§ TEXTE DONNÉ
——————
A première vue, l’intervention de la loi de 2018 ne bouleverse pas le droit de communication.

Elle a certes substitué la notion de « secret des affaires » à celle de « secret industriel et commercial » au sein de l’article L. 311-6 du CRPA ; mais ce changement de terminologie n’a pas de conséquence sur le contenu même du secret tel qu’il résulte de cet article (« au secret des affaires, lequel comprend le secret des procédés, des informations économiques et financières et des stratégies commerciales ou industrielles »). De la même manière, la prise en considération du contexte, et notamment de la concurrence, demeure obligatoire.

Un examen plus attentif des autres dispositions de la loi laissait cependant présager certains ajustements en matière de communication des documents administratifs.
——————
§ MATÉRIEL FOURNI

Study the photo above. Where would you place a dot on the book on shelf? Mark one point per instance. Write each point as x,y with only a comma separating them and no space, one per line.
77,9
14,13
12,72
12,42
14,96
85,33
——————
§ EXERCICE ÉCRIT 1
Résumez en trois phrases au plus le paragraphe du texte sur le secret des affaires qui commence par « Elle a certes substitué », en conservant ses faits essentiels.
§ EXERCICE ÉCRIT 2
Traduisez en anglais la phrase suivante du texte donné : « A première vue, l’intervention de la loi de 2018 ne bouleverse pas le droit de communication. »
§ EXERCICE ÉCRIT 3
Poursuivez en quelques phrases le texte sur le secret des affaires, à la suite de sa dernière phrase.

§ CORRIGÉ 1
La loi de 2018 a remplacé, à l'article L. 311-6 du CRPA, la notion de « secret industriel et commercial » par celle de « secret des affaires ». Ce changement de terminologie ne modifie pas le contenu du secret, qui comprend toujours le secret des procédés, des informations économiques et financières et des stratégies commerciales ou industrielles. La prise en considération du contexte, notamment de la concurrence, reste obligatoire.

§ CORRIGÉ 2
At first glance, the intervention of the 2018 law does not upset the right of access to documents.

§ CORRIGÉ 3
En effet, la loi de 2018 définit pour la première fois, à l’article L. 151-1 du Code du commerce, le « secret des affaires », ou plutôt les informations protégées à son titre :

« Est protégée au titre du secret des affaires toute information répondant aux critères suivants:

1° Elle n’est pas, en elle-même ou dans la configuration et l’assemblage exacts de ses éléments, généralement connue ou aisément accessible pour les personnes familières de ce type d’informations en raison de leur secteur d’activité ;

2° Elle revêt une valeur commerciale, effective ou potentielle, du fait de son caractère secret ;

3° Elle fait l’objet de la part de son détenteur légitime de mesures de protection raisonnables, compte tenu des circonstances, pour en conserver le caractère secret. »

Cette définition exclut clairement de la protection due au titre du secret des affaires certaines informations qui auraient pu y prétendre au regard du seul article L. 311-6 CRPA (ex : description de procédés, de l’état financier d’une entreprise agissant dans un cadre concurrentiel…), mais ne remplissant pas les trois critères supplémentaires édictés par le Code du commerce.

Autrement posé, la loi de 2018 semble, si l’on ose dire, limiter l’efficacité de l’invocation du secret des affaires pour se soustraire à une demande de communication.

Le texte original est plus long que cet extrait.